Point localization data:
-=-=-=-=-

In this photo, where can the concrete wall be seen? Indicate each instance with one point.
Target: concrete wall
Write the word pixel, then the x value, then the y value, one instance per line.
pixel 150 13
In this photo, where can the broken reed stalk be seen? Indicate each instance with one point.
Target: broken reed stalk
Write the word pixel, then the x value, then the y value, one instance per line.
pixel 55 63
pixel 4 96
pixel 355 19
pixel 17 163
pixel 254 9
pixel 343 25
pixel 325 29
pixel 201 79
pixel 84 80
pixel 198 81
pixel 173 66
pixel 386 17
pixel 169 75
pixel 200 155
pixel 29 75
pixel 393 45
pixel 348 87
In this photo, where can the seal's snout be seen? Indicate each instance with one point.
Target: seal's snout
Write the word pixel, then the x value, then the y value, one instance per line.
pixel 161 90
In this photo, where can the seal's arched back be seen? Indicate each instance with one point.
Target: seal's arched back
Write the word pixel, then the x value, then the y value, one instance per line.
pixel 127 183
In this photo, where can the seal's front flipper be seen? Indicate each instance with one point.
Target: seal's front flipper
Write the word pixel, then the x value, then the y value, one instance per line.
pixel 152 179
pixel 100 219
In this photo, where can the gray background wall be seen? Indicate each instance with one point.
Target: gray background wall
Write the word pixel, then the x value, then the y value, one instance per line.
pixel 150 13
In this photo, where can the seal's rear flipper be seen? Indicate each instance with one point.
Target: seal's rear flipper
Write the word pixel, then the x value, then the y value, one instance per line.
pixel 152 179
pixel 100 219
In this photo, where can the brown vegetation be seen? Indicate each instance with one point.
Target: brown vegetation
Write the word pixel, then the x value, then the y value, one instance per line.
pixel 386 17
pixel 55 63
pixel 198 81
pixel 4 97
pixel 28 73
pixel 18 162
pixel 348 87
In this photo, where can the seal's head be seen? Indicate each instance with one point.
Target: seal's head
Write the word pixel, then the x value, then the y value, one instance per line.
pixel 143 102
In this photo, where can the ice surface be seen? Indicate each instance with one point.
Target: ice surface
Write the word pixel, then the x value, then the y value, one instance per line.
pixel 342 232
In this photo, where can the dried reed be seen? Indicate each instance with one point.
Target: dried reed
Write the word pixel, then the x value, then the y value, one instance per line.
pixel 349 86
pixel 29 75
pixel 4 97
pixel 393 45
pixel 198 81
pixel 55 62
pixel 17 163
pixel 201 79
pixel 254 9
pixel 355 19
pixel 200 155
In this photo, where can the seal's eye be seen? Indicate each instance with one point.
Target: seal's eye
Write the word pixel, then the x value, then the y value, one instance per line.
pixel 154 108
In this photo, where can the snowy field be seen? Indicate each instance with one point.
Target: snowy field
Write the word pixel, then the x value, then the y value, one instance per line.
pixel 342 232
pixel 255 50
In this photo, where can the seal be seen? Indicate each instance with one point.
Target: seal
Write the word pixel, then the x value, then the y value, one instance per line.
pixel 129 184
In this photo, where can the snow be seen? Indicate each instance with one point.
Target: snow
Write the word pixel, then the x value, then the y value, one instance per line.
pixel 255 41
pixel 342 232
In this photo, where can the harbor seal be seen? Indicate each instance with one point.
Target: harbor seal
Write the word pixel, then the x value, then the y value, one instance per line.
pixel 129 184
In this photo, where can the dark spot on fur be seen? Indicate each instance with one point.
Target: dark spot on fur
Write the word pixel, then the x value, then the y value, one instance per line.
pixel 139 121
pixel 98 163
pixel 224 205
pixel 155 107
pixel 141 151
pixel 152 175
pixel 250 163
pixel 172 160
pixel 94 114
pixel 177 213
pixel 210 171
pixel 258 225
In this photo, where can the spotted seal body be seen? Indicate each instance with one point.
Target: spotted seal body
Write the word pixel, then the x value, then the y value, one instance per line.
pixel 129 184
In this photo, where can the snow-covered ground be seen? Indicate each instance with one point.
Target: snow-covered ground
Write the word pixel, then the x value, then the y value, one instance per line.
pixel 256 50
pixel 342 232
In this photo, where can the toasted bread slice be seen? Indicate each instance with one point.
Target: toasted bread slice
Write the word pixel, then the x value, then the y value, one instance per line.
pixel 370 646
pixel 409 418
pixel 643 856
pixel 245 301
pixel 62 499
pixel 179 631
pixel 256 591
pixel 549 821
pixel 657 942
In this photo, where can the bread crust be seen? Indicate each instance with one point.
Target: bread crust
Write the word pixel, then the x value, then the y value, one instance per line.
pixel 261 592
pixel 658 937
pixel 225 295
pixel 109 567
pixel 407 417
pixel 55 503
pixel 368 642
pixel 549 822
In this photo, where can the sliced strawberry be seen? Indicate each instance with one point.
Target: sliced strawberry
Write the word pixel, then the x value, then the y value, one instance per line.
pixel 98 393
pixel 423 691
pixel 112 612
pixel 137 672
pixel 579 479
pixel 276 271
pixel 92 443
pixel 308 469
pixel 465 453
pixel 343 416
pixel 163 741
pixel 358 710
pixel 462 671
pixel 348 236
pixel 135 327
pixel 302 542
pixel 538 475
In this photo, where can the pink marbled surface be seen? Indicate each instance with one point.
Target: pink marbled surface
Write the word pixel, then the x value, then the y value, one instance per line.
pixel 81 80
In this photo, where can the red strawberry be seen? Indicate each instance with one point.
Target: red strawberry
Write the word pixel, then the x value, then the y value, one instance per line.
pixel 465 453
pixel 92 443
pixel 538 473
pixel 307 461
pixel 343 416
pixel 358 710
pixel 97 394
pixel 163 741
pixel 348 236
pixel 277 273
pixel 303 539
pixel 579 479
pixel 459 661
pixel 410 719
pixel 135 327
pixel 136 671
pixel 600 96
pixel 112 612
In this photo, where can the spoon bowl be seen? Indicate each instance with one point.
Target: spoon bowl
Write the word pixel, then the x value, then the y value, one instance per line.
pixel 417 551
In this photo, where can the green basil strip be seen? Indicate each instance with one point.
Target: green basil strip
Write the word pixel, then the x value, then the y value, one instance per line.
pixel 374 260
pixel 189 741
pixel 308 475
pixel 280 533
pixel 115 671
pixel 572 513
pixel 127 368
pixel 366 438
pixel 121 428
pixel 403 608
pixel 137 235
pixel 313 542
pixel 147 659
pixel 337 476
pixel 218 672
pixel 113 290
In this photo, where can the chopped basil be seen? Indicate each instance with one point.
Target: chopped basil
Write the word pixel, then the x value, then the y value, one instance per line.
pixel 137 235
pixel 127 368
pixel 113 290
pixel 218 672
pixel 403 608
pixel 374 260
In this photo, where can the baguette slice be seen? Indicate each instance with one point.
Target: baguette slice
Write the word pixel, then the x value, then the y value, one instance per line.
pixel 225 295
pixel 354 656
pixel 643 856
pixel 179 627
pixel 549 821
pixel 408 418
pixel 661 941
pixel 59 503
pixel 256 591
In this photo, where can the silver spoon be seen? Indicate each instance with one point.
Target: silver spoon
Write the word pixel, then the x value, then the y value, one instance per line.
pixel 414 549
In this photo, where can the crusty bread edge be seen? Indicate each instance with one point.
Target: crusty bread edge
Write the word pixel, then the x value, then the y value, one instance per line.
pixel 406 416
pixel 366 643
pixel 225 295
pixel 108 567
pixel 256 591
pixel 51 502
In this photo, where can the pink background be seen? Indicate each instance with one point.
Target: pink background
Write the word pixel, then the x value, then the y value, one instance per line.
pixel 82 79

-=-=-=-=-

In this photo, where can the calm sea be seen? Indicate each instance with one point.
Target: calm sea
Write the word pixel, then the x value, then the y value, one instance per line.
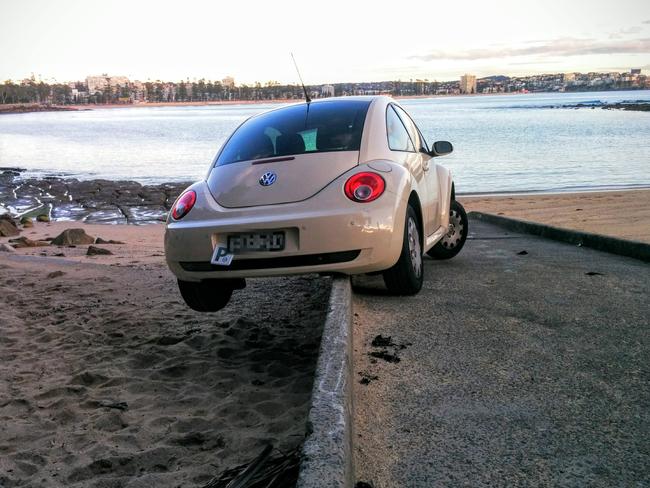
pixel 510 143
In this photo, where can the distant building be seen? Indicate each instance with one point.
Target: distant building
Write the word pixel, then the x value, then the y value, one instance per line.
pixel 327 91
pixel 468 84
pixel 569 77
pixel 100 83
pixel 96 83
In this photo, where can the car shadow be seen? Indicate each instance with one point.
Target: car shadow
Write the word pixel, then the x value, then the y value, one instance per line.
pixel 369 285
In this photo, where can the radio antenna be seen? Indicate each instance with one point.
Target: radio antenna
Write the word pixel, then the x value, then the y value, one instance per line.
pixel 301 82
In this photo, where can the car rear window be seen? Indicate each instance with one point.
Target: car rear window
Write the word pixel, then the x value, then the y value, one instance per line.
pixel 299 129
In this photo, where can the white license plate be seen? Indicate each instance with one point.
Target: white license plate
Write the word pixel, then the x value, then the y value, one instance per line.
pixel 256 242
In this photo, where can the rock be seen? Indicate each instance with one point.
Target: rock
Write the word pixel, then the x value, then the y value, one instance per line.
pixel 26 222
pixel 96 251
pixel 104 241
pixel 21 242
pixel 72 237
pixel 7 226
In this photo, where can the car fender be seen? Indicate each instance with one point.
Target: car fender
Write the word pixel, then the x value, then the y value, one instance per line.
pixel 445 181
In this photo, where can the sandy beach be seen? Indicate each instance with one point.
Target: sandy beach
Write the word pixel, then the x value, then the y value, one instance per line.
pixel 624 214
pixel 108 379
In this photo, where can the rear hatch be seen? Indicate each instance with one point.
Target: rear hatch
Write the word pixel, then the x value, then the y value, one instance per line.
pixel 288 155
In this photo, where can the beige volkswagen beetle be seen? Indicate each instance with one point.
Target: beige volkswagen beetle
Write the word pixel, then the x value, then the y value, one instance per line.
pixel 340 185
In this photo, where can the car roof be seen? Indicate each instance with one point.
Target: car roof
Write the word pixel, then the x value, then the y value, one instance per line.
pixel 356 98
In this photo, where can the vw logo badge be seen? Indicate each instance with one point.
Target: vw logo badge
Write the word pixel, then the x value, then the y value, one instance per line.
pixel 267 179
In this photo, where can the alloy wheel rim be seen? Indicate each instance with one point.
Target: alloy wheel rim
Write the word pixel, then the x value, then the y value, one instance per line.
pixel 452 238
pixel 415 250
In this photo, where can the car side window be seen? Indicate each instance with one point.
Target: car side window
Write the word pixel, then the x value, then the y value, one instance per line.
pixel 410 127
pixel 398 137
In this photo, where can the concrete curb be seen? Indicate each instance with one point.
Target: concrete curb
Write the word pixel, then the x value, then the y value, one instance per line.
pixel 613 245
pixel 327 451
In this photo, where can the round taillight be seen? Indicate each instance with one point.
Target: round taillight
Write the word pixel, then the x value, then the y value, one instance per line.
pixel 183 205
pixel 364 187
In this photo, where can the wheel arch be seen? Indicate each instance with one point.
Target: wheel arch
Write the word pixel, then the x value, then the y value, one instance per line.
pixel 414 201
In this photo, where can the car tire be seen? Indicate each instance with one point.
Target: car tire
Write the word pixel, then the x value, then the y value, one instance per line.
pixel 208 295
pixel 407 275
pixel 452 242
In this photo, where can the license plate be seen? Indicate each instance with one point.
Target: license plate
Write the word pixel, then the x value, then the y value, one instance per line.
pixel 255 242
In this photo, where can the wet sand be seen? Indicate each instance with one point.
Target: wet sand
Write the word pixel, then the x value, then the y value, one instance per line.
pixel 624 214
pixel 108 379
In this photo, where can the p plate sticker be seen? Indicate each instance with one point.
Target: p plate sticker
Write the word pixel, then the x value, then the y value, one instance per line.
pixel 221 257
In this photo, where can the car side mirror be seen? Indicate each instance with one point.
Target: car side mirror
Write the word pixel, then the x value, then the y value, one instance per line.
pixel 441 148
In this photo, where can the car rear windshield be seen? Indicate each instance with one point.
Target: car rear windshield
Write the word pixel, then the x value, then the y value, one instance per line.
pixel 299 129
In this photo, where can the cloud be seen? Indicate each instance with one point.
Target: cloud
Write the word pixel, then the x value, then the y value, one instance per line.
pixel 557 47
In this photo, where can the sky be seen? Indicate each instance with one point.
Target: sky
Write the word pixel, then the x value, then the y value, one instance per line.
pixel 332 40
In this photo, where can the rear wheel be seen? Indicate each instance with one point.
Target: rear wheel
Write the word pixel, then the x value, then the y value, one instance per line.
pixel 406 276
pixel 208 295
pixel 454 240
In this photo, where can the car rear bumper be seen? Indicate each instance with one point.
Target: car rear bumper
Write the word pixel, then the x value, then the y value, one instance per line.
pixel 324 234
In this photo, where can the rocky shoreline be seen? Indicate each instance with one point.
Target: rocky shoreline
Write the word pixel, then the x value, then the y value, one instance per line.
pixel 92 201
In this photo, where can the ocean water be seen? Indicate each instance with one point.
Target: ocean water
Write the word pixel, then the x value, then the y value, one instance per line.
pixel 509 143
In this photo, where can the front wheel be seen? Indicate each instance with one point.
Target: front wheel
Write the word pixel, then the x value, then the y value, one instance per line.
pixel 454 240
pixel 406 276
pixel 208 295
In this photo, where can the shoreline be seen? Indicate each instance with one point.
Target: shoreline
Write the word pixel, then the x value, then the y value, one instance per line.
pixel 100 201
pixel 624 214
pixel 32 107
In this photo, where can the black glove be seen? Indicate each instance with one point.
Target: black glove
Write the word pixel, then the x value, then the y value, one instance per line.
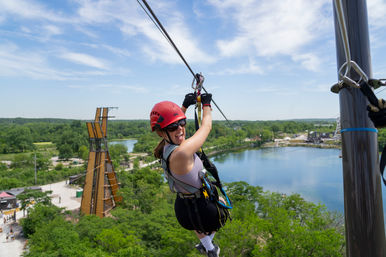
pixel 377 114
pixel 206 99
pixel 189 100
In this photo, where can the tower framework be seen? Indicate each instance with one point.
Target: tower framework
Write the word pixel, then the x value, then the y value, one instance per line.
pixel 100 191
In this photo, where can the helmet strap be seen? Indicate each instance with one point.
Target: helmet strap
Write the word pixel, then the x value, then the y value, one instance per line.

-=-=-=-=-

From the records above, print exactly the lines that run from the line with "Target: wheel arch" to the line with "Target: rear wheel", inclusive.

Target: wheel arch
Write the word pixel, then the x value, then the y value, one instance per line.
pixel 414 201
In this photo, where can the car tire be seen? Indicate each instance with one point.
Target: car tire
Write the word pixel, then the x value, then the y value, one instance per line.
pixel 208 295
pixel 407 275
pixel 452 242
In this photo, where can the license plate be seen? Indicate each instance with one point.
Target: license plate
Write the word pixel, then the x value, then the y value, one instance per line.
pixel 255 242
In this photo, where can the wet sand be seen? Indicate each instance with one point.
Target: wet sand
Write the word pixel, then the x value, then the y value, one instance per line.
pixel 624 214
pixel 108 379
In this photo, where can the p plate sticker be seen? Indicate each instance with one point.
Target: p plate sticker
Write the word pixel, then the x value, then the y value, one instance per line.
pixel 221 257
In this photo, where can the car side mirror be seen? Indicate each instance with one point.
Target: car side mirror
Write the word pixel, then the x value, then the y value, one instance per line.
pixel 441 148
In this photo, where can the car rear windshield be seen? Indicate each instance with one point.
Target: car rear windshield
Write the word pixel, then the x value, then the y value, one instance per line.
pixel 299 129
In this photo, where can the cloud be seen? Indicate each instance with one point.
Target: cloud
Write the word pixel, then the x value, then the y value, one instance per line.
pixel 557 47
In this photo, where can the sky be seen? Indicate each instance with one point.
Target: sky
Write the word pixel, then the x value, then the y value, one instance per line.
pixel 332 40
In this photo, where can the rear wheel be seen? Indicate each instance with one point.
Target: rear wheel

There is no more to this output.